===== Quoted text =====

JOHN M. NOEL AND LIA J. NOEL,              :        IN THE SUPERIOR COURT OF
                                           :              PENNSYLVANIA
                                           :
                   Appellants              :
                                           :
             v.                            :
                                           :
FIRST FINANCIAL BANK,                      :
                                           :
                   Appellee                :            No. 1582 WDA 2003

                   Appeal from the Order dated July 22,
           2003, in the Court of Common Pleas of Butler County,
                     Civil Division, at No(s). 02-10669.

BEFORE: FORD ELLIOTT, LALLY-GREEN, and TODD, JJ.

OPINION BY LALLY-GREEN, J.:                         Filed: July 16, 2004

¶1   Appellants, John M. and Lia J. Noel, appeal from the order dated July

22, 2003, granting the motion for summary judgment of Appellee, First

Financial Bank, and dismissing Appellants’ claims with prejudice.          We

reverse.

¶2   The trial court found the following facts:

                    Plaintiffs, John M. Noel and Lisa J. Noel
             (hereinafter “Plaintiffs”), are the former owners of a
             condominium unit which they purchased on March
             31, 1997.        In order to purchase the property,
             Plaintiffs secured a mortgage from Pennwood
             Savings Bank, which later merged with Fidelity Bank.
             Fidelity Bank subsequently assigned the mortgage to
             First Financial Bank on September 30, 2000.

                   In January of 2002, Plaintiffs undertook to sell
             the condominium unit. They obtained a payoff quote
             from Defendant on January 24, 2002, which listed a
             payoff amount due of $91,946.00. Through their
             closing agent, plaintiffs tendered exactly $91,946.00
             on January 31, 2002. Accompanying the payment
J. A13016/04

          was a letter from the closing agent requesting that
          the Defendant apply the funds to the loan in full
          satisfaction of the mortgage. Additionally, Plaintiffs
          requested that Defendant immediately forward a
          mortgage satisfaction piece to their closing agent,
          with the intention that the closing agent record the
          satisfaction with the local Recorder of Deeds.

===== Dataset =====

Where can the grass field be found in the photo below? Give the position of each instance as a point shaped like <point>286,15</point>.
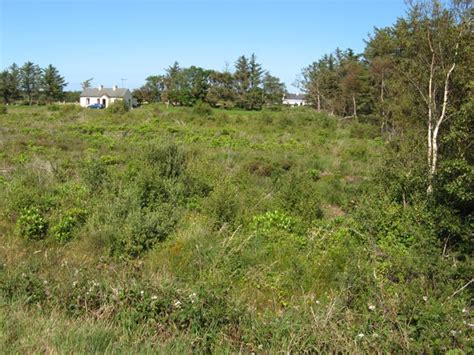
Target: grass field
<point>174,230</point>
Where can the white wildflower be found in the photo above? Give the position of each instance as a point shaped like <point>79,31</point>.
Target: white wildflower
<point>193,297</point>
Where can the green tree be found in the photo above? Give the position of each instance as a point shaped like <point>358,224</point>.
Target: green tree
<point>273,90</point>
<point>221,92</point>
<point>52,84</point>
<point>10,84</point>
<point>30,80</point>
<point>86,83</point>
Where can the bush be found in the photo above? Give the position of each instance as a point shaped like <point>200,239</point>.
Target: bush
<point>143,229</point>
<point>202,109</point>
<point>169,160</point>
<point>62,231</point>
<point>118,107</point>
<point>31,224</point>
<point>224,205</point>
<point>95,173</point>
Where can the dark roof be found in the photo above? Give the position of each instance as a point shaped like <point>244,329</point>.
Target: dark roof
<point>295,96</point>
<point>110,92</point>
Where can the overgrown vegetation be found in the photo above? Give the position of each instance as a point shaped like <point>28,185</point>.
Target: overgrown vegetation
<point>163,230</point>
<point>178,229</point>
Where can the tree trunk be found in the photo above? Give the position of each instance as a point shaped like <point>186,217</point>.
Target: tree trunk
<point>354,105</point>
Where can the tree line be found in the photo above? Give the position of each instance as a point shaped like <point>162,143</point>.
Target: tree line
<point>31,83</point>
<point>249,86</point>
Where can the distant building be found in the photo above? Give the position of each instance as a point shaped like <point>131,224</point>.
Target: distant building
<point>294,99</point>
<point>105,96</point>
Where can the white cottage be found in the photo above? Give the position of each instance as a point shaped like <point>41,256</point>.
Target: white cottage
<point>105,96</point>
<point>294,99</point>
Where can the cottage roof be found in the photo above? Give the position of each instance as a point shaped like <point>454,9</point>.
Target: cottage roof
<point>110,92</point>
<point>295,96</point>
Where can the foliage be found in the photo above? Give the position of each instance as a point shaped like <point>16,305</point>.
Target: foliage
<point>118,107</point>
<point>63,231</point>
<point>202,109</point>
<point>31,224</point>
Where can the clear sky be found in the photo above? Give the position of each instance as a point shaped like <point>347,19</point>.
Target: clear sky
<point>110,40</point>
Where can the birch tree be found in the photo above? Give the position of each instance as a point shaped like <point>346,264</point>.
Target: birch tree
<point>438,34</point>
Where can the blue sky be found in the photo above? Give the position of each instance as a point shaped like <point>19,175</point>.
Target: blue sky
<point>109,40</point>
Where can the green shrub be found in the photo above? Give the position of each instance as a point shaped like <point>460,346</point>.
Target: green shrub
<point>118,107</point>
<point>95,173</point>
<point>143,228</point>
<point>269,221</point>
<point>202,109</point>
<point>31,224</point>
<point>223,205</point>
<point>170,160</point>
<point>63,231</point>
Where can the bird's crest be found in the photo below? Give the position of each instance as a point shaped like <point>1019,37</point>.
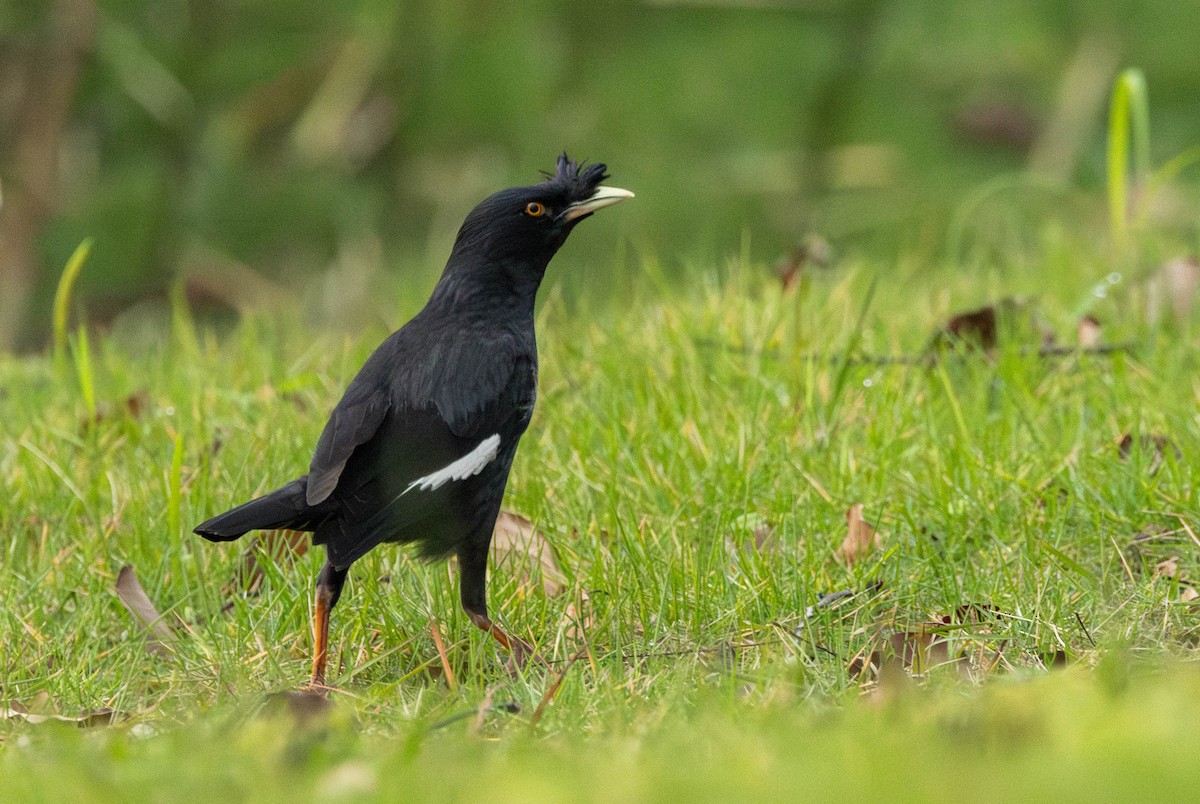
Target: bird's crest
<point>576,180</point>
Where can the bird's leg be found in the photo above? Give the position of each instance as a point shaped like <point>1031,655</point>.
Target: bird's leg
<point>473,568</point>
<point>329,589</point>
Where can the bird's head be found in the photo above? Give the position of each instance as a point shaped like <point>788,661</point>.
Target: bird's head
<point>531,223</point>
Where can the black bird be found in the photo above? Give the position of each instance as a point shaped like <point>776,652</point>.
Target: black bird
<point>420,447</point>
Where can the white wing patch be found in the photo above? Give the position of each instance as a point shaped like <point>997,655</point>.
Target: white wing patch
<point>468,466</point>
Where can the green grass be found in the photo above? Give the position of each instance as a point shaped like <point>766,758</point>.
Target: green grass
<point>670,427</point>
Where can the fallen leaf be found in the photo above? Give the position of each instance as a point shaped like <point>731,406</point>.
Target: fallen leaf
<point>101,717</point>
<point>913,651</point>
<point>1174,283</point>
<point>861,537</point>
<point>1089,333</point>
<point>973,329</point>
<point>281,546</point>
<point>1168,568</point>
<point>136,600</point>
<point>997,123</point>
<point>516,540</point>
<point>577,617</point>
<point>813,251</point>
<point>1155,444</point>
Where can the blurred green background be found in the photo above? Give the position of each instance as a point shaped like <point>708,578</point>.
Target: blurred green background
<point>256,150</point>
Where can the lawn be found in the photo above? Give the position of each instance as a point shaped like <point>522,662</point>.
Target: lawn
<point>1014,618</point>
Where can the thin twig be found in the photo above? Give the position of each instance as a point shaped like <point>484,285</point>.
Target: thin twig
<point>442,653</point>
<point>552,690</point>
<point>1086,633</point>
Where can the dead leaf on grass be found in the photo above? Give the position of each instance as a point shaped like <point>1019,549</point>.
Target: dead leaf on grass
<point>577,617</point>
<point>861,537</point>
<point>280,546</point>
<point>1089,333</point>
<point>1168,568</point>
<point>915,651</point>
<point>135,599</point>
<point>516,540</point>
<point>1175,285</point>
<point>1155,445</point>
<point>89,719</point>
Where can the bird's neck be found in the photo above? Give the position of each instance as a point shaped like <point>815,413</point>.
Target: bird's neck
<point>503,289</point>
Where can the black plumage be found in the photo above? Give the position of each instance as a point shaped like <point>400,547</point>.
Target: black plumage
<point>420,447</point>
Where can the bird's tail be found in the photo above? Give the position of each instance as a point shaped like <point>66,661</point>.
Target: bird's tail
<point>283,508</point>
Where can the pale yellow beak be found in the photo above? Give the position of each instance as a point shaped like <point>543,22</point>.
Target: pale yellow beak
<point>600,198</point>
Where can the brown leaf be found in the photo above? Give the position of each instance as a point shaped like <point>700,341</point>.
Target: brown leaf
<point>1168,568</point>
<point>976,329</point>
<point>281,546</point>
<point>1176,285</point>
<point>813,251</point>
<point>516,540</point>
<point>136,600</point>
<point>577,617</point>
<point>997,123</point>
<point>913,651</point>
<point>861,537</point>
<point>1155,444</point>
<point>91,718</point>
<point>1089,333</point>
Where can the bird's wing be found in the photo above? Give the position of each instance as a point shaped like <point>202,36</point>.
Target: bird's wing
<point>353,423</point>
<point>436,401</point>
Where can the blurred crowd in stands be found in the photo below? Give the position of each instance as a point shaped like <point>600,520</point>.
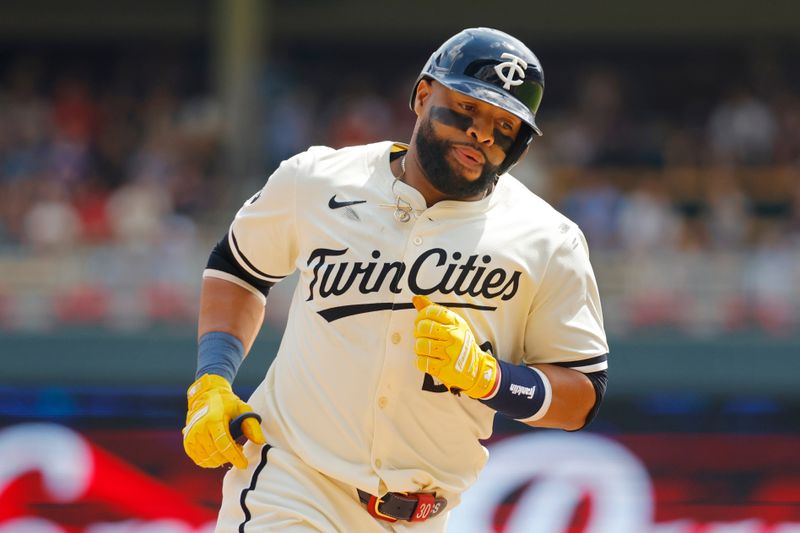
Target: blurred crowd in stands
<point>121,183</point>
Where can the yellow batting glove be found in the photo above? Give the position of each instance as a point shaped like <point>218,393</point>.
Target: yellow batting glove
<point>207,438</point>
<point>446,349</point>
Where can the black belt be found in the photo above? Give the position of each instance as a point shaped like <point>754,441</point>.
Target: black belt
<point>411,507</point>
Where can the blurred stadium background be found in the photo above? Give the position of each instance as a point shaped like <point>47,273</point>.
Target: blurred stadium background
<point>131,131</point>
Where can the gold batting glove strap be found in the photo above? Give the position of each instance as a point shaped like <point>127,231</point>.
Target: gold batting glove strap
<point>446,349</point>
<point>207,439</point>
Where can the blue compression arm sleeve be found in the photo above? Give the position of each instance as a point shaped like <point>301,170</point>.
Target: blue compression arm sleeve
<point>219,353</point>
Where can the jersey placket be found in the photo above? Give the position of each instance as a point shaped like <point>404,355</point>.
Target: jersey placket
<point>399,361</point>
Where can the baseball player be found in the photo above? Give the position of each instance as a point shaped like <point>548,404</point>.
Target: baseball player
<point>435,292</point>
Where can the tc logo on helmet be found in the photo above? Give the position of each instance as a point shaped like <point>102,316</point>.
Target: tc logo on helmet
<point>508,69</point>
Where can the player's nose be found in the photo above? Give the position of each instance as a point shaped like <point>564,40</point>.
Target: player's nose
<point>482,129</point>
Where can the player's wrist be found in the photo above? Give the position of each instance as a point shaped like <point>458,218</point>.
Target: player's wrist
<point>486,381</point>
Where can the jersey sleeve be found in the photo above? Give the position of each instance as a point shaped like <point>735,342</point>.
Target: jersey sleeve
<point>263,235</point>
<point>565,325</point>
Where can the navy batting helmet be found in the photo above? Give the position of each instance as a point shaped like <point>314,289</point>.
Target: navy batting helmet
<point>496,68</point>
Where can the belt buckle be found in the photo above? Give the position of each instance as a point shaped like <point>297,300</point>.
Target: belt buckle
<point>375,501</point>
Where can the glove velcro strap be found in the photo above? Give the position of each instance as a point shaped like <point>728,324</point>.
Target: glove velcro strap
<point>205,383</point>
<point>524,393</point>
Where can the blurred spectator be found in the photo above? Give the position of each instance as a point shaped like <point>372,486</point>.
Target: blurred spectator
<point>51,224</point>
<point>647,222</point>
<point>728,211</point>
<point>770,281</point>
<point>742,130</point>
<point>595,207</point>
<point>137,212</point>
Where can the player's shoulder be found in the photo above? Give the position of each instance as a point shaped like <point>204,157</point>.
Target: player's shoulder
<point>349,162</point>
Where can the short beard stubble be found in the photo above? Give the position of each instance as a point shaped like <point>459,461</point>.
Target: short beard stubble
<point>432,154</point>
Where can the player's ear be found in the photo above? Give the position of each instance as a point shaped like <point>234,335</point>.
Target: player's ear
<point>424,90</point>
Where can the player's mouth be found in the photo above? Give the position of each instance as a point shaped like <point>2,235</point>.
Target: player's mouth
<point>468,157</point>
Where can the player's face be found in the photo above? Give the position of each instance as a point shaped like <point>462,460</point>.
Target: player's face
<point>461,141</point>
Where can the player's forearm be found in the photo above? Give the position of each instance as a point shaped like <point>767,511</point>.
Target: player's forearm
<point>227,307</point>
<point>573,397</point>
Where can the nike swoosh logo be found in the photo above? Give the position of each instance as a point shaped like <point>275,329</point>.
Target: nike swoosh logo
<point>333,204</point>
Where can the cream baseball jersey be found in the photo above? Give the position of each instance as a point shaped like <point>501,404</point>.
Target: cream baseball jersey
<point>344,393</point>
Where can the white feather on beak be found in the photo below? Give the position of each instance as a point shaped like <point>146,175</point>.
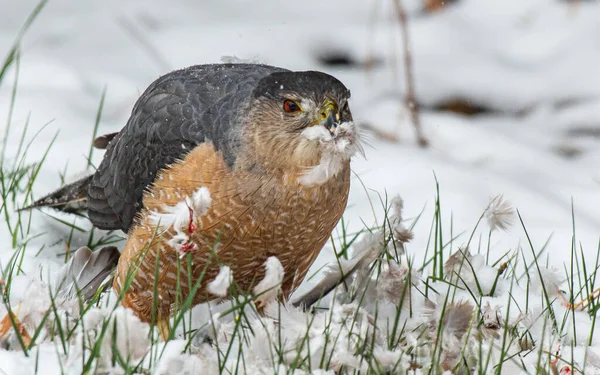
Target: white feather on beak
<point>336,148</point>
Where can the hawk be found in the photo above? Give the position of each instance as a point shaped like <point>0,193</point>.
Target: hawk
<point>220,164</point>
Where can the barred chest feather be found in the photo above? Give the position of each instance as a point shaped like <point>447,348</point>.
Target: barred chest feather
<point>249,219</point>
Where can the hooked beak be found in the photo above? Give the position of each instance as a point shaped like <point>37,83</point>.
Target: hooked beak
<point>331,121</point>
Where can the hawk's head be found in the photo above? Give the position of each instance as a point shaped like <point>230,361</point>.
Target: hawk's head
<point>301,121</point>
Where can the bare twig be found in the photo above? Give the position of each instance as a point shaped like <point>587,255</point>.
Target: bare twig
<point>411,101</point>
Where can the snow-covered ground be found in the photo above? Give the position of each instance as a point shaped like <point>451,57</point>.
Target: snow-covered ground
<point>535,63</point>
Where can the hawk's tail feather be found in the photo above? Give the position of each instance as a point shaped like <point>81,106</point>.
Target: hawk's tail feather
<point>86,272</point>
<point>69,198</point>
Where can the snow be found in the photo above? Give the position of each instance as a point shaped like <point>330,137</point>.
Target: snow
<point>535,63</point>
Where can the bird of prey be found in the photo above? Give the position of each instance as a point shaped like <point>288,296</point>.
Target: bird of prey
<point>221,164</point>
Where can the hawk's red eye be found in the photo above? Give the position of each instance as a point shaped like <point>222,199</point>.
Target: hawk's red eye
<point>290,106</point>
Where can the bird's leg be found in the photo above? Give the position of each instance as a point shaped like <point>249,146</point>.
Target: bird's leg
<point>163,327</point>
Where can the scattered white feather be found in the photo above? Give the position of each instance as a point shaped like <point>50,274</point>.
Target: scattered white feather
<point>499,214</point>
<point>268,288</point>
<point>177,216</point>
<point>335,150</point>
<point>201,200</point>
<point>220,285</point>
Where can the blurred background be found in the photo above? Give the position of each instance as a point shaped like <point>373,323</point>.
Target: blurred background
<point>508,96</point>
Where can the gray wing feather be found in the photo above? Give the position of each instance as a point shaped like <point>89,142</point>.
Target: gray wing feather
<point>175,114</point>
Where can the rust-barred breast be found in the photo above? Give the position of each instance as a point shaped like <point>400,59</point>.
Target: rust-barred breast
<point>250,219</point>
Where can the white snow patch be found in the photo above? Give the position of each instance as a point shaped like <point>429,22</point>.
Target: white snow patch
<point>268,288</point>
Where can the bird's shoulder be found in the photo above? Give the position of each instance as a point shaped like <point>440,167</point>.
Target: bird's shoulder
<point>175,114</point>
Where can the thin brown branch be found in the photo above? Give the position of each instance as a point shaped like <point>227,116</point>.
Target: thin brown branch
<point>411,101</point>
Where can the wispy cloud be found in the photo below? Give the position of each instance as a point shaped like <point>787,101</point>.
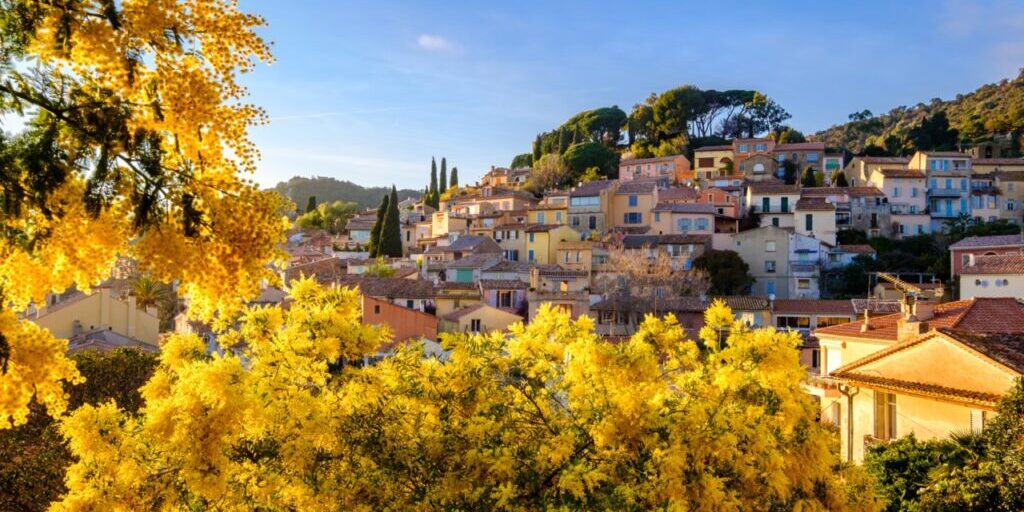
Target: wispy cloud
<point>432,42</point>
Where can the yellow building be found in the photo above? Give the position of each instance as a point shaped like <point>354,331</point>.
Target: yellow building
<point>930,370</point>
<point>713,161</point>
<point>477,318</point>
<point>543,242</point>
<point>99,320</point>
<point>633,202</point>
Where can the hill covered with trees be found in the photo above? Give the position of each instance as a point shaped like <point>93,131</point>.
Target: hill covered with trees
<point>993,111</point>
<point>328,189</point>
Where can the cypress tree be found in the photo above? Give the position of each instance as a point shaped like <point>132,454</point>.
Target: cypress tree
<point>390,238</point>
<point>433,176</point>
<point>375,231</point>
<point>442,181</point>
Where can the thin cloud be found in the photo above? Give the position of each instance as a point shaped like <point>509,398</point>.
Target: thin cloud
<point>431,42</point>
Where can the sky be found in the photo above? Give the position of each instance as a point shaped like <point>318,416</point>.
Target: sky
<point>370,91</point>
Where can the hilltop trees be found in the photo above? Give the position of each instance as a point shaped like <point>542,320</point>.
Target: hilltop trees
<point>549,416</point>
<point>134,144</point>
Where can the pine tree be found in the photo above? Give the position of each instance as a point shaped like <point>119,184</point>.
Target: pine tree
<point>375,231</point>
<point>390,237</point>
<point>433,176</point>
<point>442,182</point>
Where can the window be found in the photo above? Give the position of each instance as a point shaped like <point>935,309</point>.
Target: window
<point>793,322</point>
<point>586,201</point>
<point>885,416</point>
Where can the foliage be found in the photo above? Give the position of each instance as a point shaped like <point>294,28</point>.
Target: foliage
<point>34,457</point>
<point>379,268</point>
<point>966,472</point>
<point>329,216</point>
<point>729,273</point>
<point>581,157</point>
<point>524,161</point>
<point>390,236</point>
<point>549,416</point>
<point>991,110</point>
<point>373,245</point>
<point>330,189</point>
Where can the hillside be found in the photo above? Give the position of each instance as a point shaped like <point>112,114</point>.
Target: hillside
<point>329,189</point>
<point>991,110</point>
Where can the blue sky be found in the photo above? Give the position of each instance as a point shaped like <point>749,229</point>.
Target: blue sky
<point>369,91</point>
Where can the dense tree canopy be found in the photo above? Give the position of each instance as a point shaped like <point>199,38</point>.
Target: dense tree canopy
<point>135,145</point>
<point>551,416</point>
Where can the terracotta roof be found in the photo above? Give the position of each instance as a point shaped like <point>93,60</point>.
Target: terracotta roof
<point>801,146</point>
<point>902,173</point>
<point>766,187</point>
<point>637,186</point>
<point>503,285</point>
<point>1000,263</point>
<point>977,314</point>
<point>813,306</point>
<point>991,241</point>
<point>651,160</point>
<point>885,160</point>
<point>591,187</point>
<point>815,204</point>
<point>391,288</point>
<point>678,194</point>
<point>998,162</point>
<point>686,208</point>
<point>542,227</point>
<point>856,249</point>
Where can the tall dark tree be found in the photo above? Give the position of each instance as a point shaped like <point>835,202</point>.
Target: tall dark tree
<point>390,237</point>
<point>442,181</point>
<point>433,176</point>
<point>375,231</point>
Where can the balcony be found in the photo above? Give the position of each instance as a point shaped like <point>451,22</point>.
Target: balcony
<point>945,193</point>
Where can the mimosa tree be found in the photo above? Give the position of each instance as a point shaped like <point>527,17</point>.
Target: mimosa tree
<point>134,144</point>
<point>549,417</point>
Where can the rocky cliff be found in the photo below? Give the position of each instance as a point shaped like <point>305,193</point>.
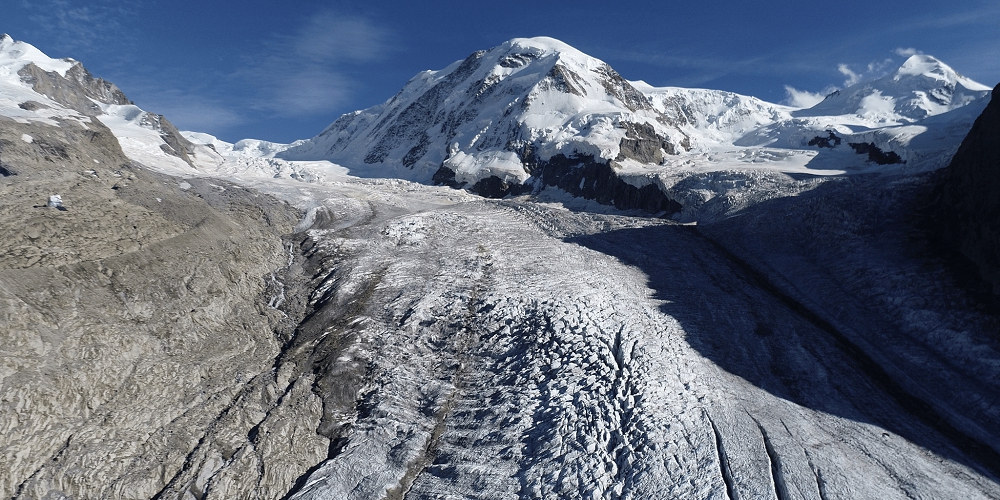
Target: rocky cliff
<point>970,195</point>
<point>133,318</point>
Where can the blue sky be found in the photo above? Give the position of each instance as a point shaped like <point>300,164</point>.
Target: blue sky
<point>283,71</point>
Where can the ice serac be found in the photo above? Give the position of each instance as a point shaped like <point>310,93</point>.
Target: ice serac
<point>970,195</point>
<point>502,120</point>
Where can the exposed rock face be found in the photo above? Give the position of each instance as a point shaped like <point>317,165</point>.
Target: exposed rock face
<point>474,116</point>
<point>970,195</point>
<point>75,90</point>
<point>136,325</point>
<point>582,176</point>
<point>79,89</point>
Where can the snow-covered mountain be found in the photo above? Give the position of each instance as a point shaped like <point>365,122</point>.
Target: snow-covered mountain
<point>496,114</point>
<point>536,112</point>
<point>713,117</point>
<point>36,87</point>
<point>922,87</point>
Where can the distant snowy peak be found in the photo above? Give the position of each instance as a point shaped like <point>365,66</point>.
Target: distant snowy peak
<point>528,99</point>
<point>713,117</point>
<point>36,87</point>
<point>14,55</point>
<point>922,87</point>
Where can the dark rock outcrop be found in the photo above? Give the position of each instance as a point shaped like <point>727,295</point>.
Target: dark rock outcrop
<point>830,141</point>
<point>875,154</point>
<point>79,90</point>
<point>583,176</point>
<point>969,197</point>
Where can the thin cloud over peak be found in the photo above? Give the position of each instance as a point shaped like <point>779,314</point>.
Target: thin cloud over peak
<point>306,71</point>
<point>803,98</point>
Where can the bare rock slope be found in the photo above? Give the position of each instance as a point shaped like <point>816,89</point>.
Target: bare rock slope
<point>132,318</point>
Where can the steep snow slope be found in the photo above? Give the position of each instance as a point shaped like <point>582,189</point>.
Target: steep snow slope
<point>491,114</point>
<point>454,346</point>
<point>713,117</point>
<point>35,87</point>
<point>922,87</point>
<point>918,115</point>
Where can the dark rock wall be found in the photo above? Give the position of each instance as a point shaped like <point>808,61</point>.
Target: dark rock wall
<point>969,199</point>
<point>582,176</point>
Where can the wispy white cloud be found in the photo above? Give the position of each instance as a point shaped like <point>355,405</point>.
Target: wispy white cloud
<point>308,71</point>
<point>80,28</point>
<point>803,98</point>
<point>852,77</point>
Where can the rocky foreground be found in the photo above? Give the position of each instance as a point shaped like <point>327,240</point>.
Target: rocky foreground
<point>169,338</point>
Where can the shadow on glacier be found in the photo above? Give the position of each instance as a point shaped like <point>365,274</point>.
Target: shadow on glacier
<point>735,317</point>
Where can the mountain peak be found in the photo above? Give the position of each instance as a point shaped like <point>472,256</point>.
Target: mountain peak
<point>15,55</point>
<point>927,66</point>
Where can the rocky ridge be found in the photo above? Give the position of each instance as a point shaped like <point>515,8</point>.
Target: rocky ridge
<point>970,196</point>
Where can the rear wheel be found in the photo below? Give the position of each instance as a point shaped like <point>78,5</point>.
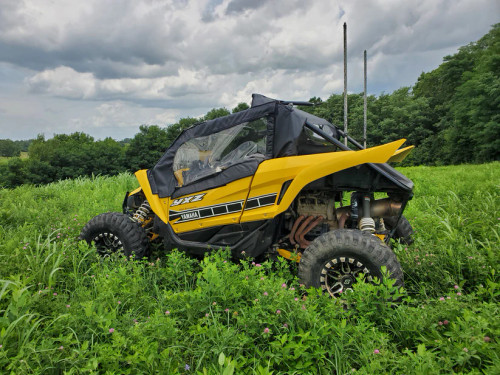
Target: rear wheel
<point>115,232</point>
<point>404,231</point>
<point>334,260</point>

=====

• Written request 1:
Answer these questions from the court opinion:
(a) Which court issued the order being appealed?
(b) On what date did Fidelity Bank assign the mortgage to First Financial Bank?
(c) What payoff amount did the quote obtained on January 24, 2002 list?
• Written request 2:
Reproduce the part of the court opinion from "JOHN M. NOEL AND LIA" up to and including "at No(s). 02-10669.".
• Written request 3:
Pick up the court opinion on the mortgage payoff dispute where it stops, and continue it.

• Written answer 1:
(a) The Court of Common Pleas of Butler County, Civil Division
(b) September 30, 2000
(c) $91,946.00

• Written answer 2:
JOHN M. NOEL AND LIA J. NOEL,              :        IN THE SUPERIOR COURT OF
                                           :              PENNSYLVANIA
                                           :
                   Appellants              :
                                           :
             v.                            :
                                           :
FIRST FINANCIAL BANK,                      :
                                           :
                   Appellee                :            No. 1582 WDA 2003

                   Appeal from the Order dated July 22,
           2003, in the Court of Common Pleas of Butler County,
                     Civil Division, at No(s). 02-10669.

• Written answer 3:
          Defendant received this information and, through a
          letter dated February 8, 2002, requested at least
          sixty (60) days for the Release of Lien document to
          be mailed.

                 Defendant later determined that additional
          information was necessary to complete the
          satisfaction piece and contacted Plaintiffs’ closing
          agent on June 3, 2002 for assistance. Defendant
          was unsuccessful in obtaining help from the closing
          agent, but later found the information from another
          source. The Mortgage Satisfaction Piece was filed on
          July 30, 2002, six months after Plaintiffs satisfied the
          mortgage.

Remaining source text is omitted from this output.